SOURCE PASSAGE:

================================

The layout has been exhibited a number of times by Ian’s friend, Brian Fayle, as an interesting layout that we all can learn from. The photos above give you some idea of the over-all shape of the layout (left) and the kinds of mini-scenes produced by treating the whole as a 3-D artwork (right). For more of Brian’s photos of this remarkable layout, see Scrapbook #79.
HOMAGE TO ESCHER
By Koike Noriyuki (nickname “Rehsi”)
Rehsi’s layout is designed to be viewed as a work of art, inspired by the topsy-turvy world of M. C. Escher’s print, “Relativity.” Mounted in a TV gimbel, the layout can be turned in any direction for viewing. There are photos from several angles in Scrapbook #67a.
The design issues and engineering challenges of planning and building this layout give me a headache! They’re explained, along with the ways that Rehsi solved them, at his website. His methods for keeping the little trolleys on the track—and maintaining electrical contact—are fascinating in themselves. But I find it very satisfying just to look at this delightful creation. I think Rehsi’s wonderful and surprisingly scenic little layout pretty well defines the word, “”remarkable.”
CLASSIC SMALL LAYOUTS V E R S I O N 2.0
In 2002 some members of the Small Layout Design Discussion Group on Yahoo nominated their choices for Classic Small Layouts, the most admired designs. The resulting consensus list was posted on the Group site and published here as Scrapbook #4. The Classic Layouts were chosen because they had been selected by a great many model railroaders as inspirations for their own layouts. That is, they all have been “widely imitated.”

================================

DATA SEGMENT:
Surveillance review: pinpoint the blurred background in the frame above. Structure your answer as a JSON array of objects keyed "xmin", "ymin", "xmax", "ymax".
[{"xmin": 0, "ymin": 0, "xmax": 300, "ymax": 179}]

================================

OBJECTIVE: In the passage on small model railroad layouts, which M. C. Escher print inspired Rehsi's layout? The listing is separate material and has nothing to do with the passage on small model railroad layouts.

EXERCISE SOLUTION: "Relativity."